* Exercise *
Could you rewrite only the stretch from the line containing "of the <item>nose</item>?" through the line containing "79], [90, 75]]", with "format" replaced by "layout" and nothing else altered?

[Contour annotation records]
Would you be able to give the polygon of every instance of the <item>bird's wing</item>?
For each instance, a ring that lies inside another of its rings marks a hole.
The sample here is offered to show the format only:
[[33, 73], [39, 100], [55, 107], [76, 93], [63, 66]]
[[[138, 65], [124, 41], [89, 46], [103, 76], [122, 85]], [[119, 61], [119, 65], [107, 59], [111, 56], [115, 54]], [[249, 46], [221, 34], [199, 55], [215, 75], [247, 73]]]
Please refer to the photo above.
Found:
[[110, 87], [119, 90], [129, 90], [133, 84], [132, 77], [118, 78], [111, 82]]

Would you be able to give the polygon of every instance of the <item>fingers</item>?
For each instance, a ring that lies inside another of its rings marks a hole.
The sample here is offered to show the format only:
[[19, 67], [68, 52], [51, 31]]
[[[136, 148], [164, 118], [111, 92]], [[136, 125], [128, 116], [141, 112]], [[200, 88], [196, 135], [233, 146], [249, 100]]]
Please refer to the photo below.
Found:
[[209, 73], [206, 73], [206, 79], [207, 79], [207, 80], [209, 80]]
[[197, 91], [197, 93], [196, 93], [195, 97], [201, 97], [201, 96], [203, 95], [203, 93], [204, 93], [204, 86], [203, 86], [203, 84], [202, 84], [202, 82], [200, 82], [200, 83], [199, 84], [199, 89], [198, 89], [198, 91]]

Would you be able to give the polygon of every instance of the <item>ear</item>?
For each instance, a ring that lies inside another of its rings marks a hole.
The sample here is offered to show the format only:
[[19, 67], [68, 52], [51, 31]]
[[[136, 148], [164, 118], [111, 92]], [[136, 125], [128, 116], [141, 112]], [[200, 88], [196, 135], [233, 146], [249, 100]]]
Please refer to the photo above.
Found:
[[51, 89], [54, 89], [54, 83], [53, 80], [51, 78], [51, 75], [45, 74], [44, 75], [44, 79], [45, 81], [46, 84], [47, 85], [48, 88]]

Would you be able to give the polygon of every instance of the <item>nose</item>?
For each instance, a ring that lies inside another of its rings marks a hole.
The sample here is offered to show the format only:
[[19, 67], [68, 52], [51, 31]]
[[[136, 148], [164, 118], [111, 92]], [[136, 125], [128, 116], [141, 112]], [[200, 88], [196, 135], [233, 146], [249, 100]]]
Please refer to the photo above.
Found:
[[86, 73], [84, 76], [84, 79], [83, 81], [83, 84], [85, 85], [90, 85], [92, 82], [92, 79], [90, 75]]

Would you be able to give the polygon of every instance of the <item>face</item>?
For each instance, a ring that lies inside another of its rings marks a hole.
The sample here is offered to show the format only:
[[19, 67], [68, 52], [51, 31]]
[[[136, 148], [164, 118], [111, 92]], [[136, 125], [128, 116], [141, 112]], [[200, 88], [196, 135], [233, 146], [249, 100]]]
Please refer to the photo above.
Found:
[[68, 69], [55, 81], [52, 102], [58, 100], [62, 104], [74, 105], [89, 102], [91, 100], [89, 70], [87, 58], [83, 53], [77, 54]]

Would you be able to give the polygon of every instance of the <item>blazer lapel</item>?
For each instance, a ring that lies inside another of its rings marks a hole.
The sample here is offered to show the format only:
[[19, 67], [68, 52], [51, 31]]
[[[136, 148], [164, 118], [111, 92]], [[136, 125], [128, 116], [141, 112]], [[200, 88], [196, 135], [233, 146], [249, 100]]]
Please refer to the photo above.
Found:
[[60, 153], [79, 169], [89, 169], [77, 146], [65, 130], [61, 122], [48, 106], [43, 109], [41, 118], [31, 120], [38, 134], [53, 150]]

* Final answer *
Would you be able to give the polygon of every instance of the <item>nose</item>?
For each instance, a ring that lies inside another of its rings marks a hole.
The sample here is offered to show the layout only:
[[19, 67], [68, 52], [51, 31]]
[[[136, 148], [164, 118], [111, 92]], [[136, 125], [128, 116], [141, 112]], [[200, 88], [196, 135], [233, 146], [249, 100]]]
Please refer to the photo above.
Found:
[[86, 73], [84, 76], [84, 79], [83, 81], [83, 84], [85, 85], [90, 85], [92, 82], [92, 79], [90, 75]]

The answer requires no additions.